Exercise
From the line with "Target: roadside grass" to the line with "Target: rally car", retype every line exactly, including those two, and leave out the rest of the data below.
━━ Data provided
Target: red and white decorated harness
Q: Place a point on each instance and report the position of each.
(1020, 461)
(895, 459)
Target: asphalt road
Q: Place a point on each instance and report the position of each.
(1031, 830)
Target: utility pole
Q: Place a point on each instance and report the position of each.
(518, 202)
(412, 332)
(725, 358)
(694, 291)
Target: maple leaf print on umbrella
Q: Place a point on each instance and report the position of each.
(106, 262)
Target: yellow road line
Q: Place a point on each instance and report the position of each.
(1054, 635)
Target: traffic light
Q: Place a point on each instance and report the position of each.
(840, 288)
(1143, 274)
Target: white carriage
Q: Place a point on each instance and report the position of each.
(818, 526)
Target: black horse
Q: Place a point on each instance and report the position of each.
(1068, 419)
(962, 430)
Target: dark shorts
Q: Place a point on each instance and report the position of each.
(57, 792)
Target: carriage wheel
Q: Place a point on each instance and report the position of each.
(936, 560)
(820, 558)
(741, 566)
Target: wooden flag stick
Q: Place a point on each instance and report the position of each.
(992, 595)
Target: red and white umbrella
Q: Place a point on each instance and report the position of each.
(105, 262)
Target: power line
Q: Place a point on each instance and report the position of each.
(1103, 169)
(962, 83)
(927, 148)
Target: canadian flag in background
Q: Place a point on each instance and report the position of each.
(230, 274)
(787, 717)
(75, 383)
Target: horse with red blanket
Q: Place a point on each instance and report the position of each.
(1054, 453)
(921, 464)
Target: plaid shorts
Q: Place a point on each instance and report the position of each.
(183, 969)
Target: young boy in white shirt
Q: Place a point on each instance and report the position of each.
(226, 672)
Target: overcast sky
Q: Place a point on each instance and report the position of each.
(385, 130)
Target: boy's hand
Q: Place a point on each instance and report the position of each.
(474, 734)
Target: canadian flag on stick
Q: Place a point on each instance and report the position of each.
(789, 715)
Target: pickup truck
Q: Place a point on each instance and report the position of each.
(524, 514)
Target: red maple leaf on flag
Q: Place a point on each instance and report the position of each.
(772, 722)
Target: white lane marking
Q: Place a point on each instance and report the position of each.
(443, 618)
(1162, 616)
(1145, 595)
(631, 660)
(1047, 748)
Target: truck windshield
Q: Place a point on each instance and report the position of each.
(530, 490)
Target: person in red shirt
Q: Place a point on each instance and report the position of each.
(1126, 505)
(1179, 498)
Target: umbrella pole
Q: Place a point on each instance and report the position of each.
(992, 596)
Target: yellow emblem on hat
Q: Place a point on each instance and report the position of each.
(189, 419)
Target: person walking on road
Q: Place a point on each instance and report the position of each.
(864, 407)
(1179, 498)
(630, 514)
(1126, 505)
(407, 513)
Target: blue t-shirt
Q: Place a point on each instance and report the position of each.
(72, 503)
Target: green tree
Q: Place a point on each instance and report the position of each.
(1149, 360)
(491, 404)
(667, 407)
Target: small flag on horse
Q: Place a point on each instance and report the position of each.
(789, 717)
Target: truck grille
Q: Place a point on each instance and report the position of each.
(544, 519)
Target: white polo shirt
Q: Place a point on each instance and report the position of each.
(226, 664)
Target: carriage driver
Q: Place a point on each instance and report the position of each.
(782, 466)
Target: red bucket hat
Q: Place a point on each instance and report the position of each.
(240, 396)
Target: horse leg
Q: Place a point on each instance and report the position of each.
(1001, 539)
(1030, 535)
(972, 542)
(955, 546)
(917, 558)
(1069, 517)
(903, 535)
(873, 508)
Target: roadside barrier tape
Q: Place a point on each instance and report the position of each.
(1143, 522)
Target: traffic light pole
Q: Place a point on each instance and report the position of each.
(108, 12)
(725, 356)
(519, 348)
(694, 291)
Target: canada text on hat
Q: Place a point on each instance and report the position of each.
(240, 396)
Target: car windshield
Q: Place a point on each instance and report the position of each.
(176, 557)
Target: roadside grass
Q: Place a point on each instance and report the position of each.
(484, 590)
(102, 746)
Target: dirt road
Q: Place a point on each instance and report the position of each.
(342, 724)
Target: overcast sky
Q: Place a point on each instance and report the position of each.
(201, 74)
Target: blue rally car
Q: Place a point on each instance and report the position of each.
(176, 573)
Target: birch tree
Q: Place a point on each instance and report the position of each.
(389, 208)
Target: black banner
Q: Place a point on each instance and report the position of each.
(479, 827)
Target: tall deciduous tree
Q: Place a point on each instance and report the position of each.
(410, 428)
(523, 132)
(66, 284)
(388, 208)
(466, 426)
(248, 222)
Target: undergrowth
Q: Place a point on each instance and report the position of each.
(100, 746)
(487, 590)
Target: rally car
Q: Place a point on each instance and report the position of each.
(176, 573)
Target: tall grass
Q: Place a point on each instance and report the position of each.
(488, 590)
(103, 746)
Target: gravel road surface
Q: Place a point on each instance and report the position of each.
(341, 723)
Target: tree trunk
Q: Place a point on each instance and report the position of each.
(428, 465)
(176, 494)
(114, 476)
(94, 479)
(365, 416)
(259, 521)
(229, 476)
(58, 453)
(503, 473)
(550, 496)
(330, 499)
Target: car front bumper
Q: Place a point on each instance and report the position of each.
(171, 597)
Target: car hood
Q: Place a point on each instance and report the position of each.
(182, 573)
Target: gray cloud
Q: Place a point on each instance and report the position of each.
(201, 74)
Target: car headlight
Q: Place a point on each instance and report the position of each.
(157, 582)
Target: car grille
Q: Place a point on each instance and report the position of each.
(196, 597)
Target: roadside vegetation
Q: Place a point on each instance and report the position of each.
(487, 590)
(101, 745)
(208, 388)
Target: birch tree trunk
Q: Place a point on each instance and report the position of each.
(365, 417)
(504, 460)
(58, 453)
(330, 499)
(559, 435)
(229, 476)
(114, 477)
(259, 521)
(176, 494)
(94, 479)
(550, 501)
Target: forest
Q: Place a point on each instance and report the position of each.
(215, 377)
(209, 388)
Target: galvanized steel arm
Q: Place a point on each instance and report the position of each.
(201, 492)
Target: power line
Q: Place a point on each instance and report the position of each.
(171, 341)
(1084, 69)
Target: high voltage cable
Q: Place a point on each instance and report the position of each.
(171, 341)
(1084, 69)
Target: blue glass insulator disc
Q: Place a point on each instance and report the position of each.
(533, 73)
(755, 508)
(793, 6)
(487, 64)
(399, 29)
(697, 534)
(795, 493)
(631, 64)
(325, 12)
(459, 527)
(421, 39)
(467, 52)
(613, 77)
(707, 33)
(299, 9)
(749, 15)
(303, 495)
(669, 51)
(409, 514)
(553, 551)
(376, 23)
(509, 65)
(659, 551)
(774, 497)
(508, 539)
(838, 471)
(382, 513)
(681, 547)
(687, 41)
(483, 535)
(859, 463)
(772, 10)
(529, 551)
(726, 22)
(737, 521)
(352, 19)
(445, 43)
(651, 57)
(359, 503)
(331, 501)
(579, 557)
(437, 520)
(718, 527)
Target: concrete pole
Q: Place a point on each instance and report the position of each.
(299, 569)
━━━━
Response for this exercise
Target: roadside grass
Q: Place a point on each instance and report the position of each.
(484, 590)
(102, 746)
Target: dirt road
Q: Place a point on each instance and report the position of each.
(342, 724)
Target: overcast sky
Q: Place a point on each instance and report the position of each.
(201, 74)
Target: blue rally car
Q: Place a point on each instance and report the position of each.
(176, 573)
Target: birch tree
Q: Place a point on each instance and report the position of each.
(389, 208)
Target: black banner
Q: Place a point on each instance and report the position of each.
(479, 827)
Target: tall deciduous tree
Q: Place a point on each instance and report the position of each.
(410, 428)
(523, 132)
(66, 284)
(388, 208)
(466, 426)
(248, 222)
Target: undergrowth
Q: Place a point on each instance and report the position of each.
(100, 746)
(487, 590)
Target: rally car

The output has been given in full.